• _Work instruction_
Retype every record below exactly as it is written.

• _Data shown_
────────────────

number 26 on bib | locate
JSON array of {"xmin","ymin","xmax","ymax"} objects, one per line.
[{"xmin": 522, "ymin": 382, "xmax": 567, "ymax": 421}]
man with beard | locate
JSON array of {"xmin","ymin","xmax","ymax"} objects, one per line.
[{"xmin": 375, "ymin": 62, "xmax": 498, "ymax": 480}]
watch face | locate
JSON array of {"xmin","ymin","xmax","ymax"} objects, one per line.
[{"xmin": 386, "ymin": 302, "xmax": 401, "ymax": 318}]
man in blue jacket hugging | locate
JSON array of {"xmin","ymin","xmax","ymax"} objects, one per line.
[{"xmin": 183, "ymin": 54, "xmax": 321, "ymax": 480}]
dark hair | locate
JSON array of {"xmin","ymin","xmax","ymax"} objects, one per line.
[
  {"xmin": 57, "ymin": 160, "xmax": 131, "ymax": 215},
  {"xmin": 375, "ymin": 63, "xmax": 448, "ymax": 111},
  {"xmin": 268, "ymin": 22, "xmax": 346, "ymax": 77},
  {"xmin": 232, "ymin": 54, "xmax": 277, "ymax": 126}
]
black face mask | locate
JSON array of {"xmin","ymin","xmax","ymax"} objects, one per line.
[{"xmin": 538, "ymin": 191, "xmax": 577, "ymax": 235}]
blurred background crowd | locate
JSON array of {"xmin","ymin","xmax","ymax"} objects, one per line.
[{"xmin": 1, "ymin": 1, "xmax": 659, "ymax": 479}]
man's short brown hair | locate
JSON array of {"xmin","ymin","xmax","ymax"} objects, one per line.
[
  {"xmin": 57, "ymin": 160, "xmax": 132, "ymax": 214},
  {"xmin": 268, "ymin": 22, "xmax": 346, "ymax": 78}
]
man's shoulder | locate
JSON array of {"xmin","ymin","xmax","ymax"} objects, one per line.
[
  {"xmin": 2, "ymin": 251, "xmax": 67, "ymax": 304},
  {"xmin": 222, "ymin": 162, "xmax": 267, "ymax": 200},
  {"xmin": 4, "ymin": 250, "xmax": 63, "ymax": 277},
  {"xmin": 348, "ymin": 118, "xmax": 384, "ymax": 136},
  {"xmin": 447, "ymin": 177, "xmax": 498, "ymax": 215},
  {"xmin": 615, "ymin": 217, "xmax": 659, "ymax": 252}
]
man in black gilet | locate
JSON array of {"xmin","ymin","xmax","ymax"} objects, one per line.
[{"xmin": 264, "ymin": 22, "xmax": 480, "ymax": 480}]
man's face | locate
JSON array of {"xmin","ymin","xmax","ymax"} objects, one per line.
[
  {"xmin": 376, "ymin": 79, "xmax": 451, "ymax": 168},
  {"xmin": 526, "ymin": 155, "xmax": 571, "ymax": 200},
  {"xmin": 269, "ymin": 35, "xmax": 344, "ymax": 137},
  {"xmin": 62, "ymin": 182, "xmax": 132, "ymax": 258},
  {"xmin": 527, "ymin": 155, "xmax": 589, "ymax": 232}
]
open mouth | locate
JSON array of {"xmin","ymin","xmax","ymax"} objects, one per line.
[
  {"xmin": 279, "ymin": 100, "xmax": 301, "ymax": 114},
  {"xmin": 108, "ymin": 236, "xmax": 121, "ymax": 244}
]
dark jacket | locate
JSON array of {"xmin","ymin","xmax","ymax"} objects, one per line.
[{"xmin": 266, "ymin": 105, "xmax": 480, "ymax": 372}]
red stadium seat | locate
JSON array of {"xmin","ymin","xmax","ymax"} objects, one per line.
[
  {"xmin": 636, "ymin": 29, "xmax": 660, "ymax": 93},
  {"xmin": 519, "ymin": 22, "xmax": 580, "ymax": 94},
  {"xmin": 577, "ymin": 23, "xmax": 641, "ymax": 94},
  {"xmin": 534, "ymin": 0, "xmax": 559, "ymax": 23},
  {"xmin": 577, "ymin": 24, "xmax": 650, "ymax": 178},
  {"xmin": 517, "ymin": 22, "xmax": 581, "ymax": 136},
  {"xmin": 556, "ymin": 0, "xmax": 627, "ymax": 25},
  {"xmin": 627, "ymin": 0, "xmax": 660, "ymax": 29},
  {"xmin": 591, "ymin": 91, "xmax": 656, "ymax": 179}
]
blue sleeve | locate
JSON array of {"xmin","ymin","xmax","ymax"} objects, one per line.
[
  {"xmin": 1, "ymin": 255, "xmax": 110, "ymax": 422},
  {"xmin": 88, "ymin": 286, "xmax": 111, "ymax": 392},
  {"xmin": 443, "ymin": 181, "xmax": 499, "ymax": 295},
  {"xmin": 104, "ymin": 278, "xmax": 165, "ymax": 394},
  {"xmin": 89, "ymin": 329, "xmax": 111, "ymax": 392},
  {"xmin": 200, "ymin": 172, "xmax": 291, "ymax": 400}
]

────────────────

• _Answer below_
number 26 on bib | locate
JSON array of {"xmin","ymin","xmax","ymax"} objects, one per line.
[{"xmin": 522, "ymin": 382, "xmax": 567, "ymax": 421}]
man with beard | locate
JSON array of {"xmin","ymin","xmax","ymax"} objects, one per line.
[{"xmin": 375, "ymin": 62, "xmax": 498, "ymax": 480}]
watch face | locate
JSON array of {"xmin","ymin","xmax","ymax"} objects, one per line.
[{"xmin": 386, "ymin": 302, "xmax": 401, "ymax": 318}]
man in blue jacket hugging | locate
JSON array of {"xmin","ymin","xmax","ymax"} objects, one per line.
[{"xmin": 183, "ymin": 54, "xmax": 321, "ymax": 480}]
dark hair | locate
JSON array of {"xmin","ymin","xmax","ymax"} objects, one per line.
[
  {"xmin": 57, "ymin": 160, "xmax": 131, "ymax": 215},
  {"xmin": 375, "ymin": 63, "xmax": 448, "ymax": 111},
  {"xmin": 268, "ymin": 22, "xmax": 346, "ymax": 77},
  {"xmin": 232, "ymin": 54, "xmax": 277, "ymax": 126}
]
black face mask | locate
JSON array of {"xmin","ymin","xmax","ymax"} objects, one per line.
[{"xmin": 538, "ymin": 191, "xmax": 577, "ymax": 235}]
blurred background crowd | locate
JSON array of {"xmin","ymin","xmax","ymax"} objects, one per line.
[{"xmin": 1, "ymin": 1, "xmax": 659, "ymax": 479}]
man's short brown hair | locate
JSON array of {"xmin","ymin","xmax","ymax"} objects, one per line.
[
  {"xmin": 57, "ymin": 160, "xmax": 132, "ymax": 214},
  {"xmin": 268, "ymin": 22, "xmax": 346, "ymax": 78}
]
man's shoulder | locate
JSON array of {"xmin","ymin","xmax","ymax"} objects, one per line.
[
  {"xmin": 2, "ymin": 251, "xmax": 67, "ymax": 304},
  {"xmin": 222, "ymin": 162, "xmax": 267, "ymax": 200},
  {"xmin": 4, "ymin": 250, "xmax": 63, "ymax": 277},
  {"xmin": 348, "ymin": 118, "xmax": 384, "ymax": 136},
  {"xmin": 447, "ymin": 177, "xmax": 498, "ymax": 215},
  {"xmin": 615, "ymin": 217, "xmax": 659, "ymax": 252}
]
man in black gilet | locate
JSON array of {"xmin","ymin","xmax","ymax"} objects, one per line.
[{"xmin": 264, "ymin": 22, "xmax": 480, "ymax": 480}]
man's face | locate
JSON array of {"xmin","ymin","xmax","ymax"} objects, one per line.
[
  {"xmin": 376, "ymin": 79, "xmax": 451, "ymax": 168},
  {"xmin": 526, "ymin": 155, "xmax": 571, "ymax": 200},
  {"xmin": 269, "ymin": 35, "xmax": 344, "ymax": 137},
  {"xmin": 62, "ymin": 182, "xmax": 132, "ymax": 258},
  {"xmin": 527, "ymin": 155, "xmax": 589, "ymax": 232}
]
open mouth | locate
JSON array of {"xmin","ymin","xmax","ymax"} objects, one per line.
[
  {"xmin": 279, "ymin": 100, "xmax": 301, "ymax": 114},
  {"xmin": 108, "ymin": 236, "xmax": 121, "ymax": 244}
]
dark jacket | locate
JSON array of {"xmin","ymin","xmax","ymax"} objects, one per line.
[{"xmin": 266, "ymin": 105, "xmax": 480, "ymax": 372}]
red stadium seat | locate
JSON array of {"xmin","ymin","xmax","ymax"} objects, one per line.
[
  {"xmin": 636, "ymin": 29, "xmax": 660, "ymax": 93},
  {"xmin": 519, "ymin": 22, "xmax": 580, "ymax": 94},
  {"xmin": 577, "ymin": 23, "xmax": 641, "ymax": 94},
  {"xmin": 534, "ymin": 0, "xmax": 559, "ymax": 23},
  {"xmin": 577, "ymin": 24, "xmax": 650, "ymax": 178},
  {"xmin": 517, "ymin": 22, "xmax": 581, "ymax": 136},
  {"xmin": 556, "ymin": 0, "xmax": 627, "ymax": 25},
  {"xmin": 627, "ymin": 0, "xmax": 660, "ymax": 29},
  {"xmin": 591, "ymin": 91, "xmax": 656, "ymax": 179}
]
blue sleeve | locate
JSON array of {"xmin","ymin","xmax","ymax"} objects, one per line.
[
  {"xmin": 1, "ymin": 255, "xmax": 110, "ymax": 422},
  {"xmin": 88, "ymin": 286, "xmax": 111, "ymax": 392},
  {"xmin": 443, "ymin": 181, "xmax": 499, "ymax": 295},
  {"xmin": 104, "ymin": 278, "xmax": 165, "ymax": 394},
  {"xmin": 89, "ymin": 329, "xmax": 111, "ymax": 392},
  {"xmin": 200, "ymin": 172, "xmax": 291, "ymax": 400}
]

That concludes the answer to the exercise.